Stored entries
= = = =
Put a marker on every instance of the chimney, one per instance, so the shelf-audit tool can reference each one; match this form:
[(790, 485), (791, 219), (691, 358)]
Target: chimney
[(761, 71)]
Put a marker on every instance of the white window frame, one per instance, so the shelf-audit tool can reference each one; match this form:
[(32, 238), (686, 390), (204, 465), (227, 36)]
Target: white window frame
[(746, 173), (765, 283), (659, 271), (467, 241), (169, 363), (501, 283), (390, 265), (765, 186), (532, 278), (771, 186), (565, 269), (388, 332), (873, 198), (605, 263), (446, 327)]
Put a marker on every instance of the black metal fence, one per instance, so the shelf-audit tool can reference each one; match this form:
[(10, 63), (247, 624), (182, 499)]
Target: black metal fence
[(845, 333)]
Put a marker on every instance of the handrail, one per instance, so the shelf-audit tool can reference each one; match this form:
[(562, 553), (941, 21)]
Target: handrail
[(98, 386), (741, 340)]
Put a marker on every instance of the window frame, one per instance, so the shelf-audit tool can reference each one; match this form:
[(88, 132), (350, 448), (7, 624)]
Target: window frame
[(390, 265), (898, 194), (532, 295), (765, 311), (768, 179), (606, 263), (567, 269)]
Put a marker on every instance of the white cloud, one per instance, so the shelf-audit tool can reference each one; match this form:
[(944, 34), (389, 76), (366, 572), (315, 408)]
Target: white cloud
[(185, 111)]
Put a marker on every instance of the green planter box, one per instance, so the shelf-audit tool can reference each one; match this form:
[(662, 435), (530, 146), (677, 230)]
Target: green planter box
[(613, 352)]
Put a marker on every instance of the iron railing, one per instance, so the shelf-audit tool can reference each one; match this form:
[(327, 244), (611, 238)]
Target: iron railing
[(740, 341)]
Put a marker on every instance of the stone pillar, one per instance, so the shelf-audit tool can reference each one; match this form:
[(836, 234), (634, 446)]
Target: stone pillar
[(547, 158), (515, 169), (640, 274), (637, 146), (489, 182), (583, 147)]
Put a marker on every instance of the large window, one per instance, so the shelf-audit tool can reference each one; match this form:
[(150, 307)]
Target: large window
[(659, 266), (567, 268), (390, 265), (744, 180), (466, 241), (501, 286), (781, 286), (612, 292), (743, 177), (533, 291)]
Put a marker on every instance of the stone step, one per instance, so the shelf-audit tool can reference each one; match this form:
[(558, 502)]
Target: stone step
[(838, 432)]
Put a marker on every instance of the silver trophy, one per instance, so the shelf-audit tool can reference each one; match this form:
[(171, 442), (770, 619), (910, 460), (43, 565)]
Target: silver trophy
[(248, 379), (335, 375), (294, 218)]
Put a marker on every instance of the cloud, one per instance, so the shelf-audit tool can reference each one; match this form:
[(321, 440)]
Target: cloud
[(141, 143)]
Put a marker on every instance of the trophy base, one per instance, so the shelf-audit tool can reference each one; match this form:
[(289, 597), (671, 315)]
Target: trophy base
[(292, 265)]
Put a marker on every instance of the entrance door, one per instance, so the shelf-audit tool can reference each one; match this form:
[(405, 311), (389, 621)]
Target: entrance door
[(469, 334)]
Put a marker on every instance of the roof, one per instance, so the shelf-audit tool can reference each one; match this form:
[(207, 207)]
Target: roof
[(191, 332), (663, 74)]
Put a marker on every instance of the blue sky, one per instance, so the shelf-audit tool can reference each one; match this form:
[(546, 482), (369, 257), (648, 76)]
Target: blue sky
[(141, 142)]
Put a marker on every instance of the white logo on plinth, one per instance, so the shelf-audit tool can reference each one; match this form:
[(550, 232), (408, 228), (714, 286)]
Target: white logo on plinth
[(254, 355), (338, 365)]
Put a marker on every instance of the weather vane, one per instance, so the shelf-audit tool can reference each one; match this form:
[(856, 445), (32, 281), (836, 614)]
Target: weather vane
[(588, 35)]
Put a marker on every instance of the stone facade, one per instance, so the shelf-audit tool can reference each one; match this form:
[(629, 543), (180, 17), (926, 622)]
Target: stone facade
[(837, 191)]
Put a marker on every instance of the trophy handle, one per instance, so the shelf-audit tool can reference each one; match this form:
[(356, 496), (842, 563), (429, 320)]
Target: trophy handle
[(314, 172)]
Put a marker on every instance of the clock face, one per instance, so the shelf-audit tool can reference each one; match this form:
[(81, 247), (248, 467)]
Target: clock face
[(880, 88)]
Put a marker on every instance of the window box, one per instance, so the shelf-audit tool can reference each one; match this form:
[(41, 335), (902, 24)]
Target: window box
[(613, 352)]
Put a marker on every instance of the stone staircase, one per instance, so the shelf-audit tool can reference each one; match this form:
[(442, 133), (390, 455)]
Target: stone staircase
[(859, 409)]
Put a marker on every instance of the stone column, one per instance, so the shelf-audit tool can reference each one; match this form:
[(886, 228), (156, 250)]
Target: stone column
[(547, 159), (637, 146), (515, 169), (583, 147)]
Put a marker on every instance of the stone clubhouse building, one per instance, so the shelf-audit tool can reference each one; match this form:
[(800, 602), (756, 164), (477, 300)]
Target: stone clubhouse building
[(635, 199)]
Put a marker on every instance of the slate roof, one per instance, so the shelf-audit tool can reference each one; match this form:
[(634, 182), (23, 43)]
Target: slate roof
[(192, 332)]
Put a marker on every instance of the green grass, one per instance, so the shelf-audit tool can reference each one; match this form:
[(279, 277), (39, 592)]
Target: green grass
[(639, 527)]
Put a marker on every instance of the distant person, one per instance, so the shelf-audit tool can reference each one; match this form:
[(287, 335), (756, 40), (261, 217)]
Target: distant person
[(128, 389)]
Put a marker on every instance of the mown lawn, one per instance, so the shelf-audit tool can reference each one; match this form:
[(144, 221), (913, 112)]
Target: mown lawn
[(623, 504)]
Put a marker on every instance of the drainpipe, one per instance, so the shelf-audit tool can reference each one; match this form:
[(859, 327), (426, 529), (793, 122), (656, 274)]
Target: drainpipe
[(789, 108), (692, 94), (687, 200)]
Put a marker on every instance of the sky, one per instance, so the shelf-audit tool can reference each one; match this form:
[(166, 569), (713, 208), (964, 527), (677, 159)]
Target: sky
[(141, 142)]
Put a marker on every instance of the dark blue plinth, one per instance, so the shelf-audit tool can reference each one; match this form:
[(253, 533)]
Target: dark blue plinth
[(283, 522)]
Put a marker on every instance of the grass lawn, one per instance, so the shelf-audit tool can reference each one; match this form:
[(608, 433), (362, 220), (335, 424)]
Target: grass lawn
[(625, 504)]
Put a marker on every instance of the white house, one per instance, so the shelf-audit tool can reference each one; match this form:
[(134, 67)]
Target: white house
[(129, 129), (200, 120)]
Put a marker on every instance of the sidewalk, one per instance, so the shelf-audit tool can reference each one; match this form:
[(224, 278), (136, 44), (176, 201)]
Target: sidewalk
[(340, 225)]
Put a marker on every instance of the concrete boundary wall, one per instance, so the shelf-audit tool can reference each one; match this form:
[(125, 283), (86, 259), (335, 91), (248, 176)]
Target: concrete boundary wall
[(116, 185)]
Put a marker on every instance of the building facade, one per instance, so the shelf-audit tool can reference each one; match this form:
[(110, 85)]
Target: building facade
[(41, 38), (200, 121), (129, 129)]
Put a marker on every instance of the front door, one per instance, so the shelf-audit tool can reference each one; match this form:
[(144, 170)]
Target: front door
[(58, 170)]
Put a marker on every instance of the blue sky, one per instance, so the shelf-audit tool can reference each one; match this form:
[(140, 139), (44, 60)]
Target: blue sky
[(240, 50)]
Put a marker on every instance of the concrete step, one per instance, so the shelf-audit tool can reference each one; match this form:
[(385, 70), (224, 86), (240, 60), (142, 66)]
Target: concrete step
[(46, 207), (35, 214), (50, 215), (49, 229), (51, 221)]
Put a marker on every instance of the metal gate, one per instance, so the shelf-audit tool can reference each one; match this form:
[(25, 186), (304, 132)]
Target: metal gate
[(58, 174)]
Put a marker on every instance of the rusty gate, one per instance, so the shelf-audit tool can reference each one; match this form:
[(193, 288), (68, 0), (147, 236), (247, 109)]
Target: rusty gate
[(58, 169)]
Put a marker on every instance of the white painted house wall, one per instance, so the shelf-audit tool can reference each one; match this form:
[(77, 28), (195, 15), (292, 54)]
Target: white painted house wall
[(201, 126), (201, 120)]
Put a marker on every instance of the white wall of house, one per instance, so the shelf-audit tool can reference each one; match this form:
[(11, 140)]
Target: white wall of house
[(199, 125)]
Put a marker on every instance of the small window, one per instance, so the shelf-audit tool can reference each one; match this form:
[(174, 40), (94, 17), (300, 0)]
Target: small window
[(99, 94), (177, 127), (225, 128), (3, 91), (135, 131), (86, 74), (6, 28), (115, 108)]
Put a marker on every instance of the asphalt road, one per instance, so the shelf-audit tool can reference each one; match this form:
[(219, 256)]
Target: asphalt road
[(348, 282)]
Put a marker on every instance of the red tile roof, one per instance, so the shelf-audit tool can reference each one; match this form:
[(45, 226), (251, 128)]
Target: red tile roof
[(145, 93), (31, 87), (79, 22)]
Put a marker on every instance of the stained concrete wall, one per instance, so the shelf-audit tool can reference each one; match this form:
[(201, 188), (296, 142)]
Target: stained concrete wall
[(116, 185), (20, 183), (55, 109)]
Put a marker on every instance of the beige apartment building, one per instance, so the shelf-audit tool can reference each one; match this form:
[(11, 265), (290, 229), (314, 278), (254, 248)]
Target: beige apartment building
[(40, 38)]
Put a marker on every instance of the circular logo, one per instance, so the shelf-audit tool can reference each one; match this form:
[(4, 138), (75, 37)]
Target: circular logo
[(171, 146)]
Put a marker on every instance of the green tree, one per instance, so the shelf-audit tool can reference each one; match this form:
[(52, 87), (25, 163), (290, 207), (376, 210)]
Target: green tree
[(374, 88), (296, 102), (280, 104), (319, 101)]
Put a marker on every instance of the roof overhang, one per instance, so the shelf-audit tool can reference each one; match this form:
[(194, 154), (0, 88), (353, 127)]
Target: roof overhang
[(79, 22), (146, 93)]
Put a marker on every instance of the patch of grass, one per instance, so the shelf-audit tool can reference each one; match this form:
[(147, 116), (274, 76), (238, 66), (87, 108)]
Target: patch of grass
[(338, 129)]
= = = =
Your objective: Starting with the line that contains "Put a marker on every instance of the stone column, one" and ending with the line that contains "[(192, 332)]", write out those lines again with "shelf-audit tool" replaced by "inventory tool" and nothing else altered.

Answer to the problem:
Put a marker on every instance of the stone column, one per instance, so the inventory tool can reference each one; match this form:
[(886, 228), (156, 250)]
Target: stone column
[(547, 159), (637, 146), (515, 169), (583, 147)]
Put a marker on every instance of the stone clubhouse building, one per instance, so the inventory tool can reference each one; match this form:
[(800, 602), (756, 164), (477, 300)]
Target: stone clubhouse building
[(635, 199)]
Put a marker on every instance of the slate roof, one per instance, so the inventory tool can reference each one; match this form:
[(634, 182), (23, 43)]
Target: slate roof
[(192, 332)]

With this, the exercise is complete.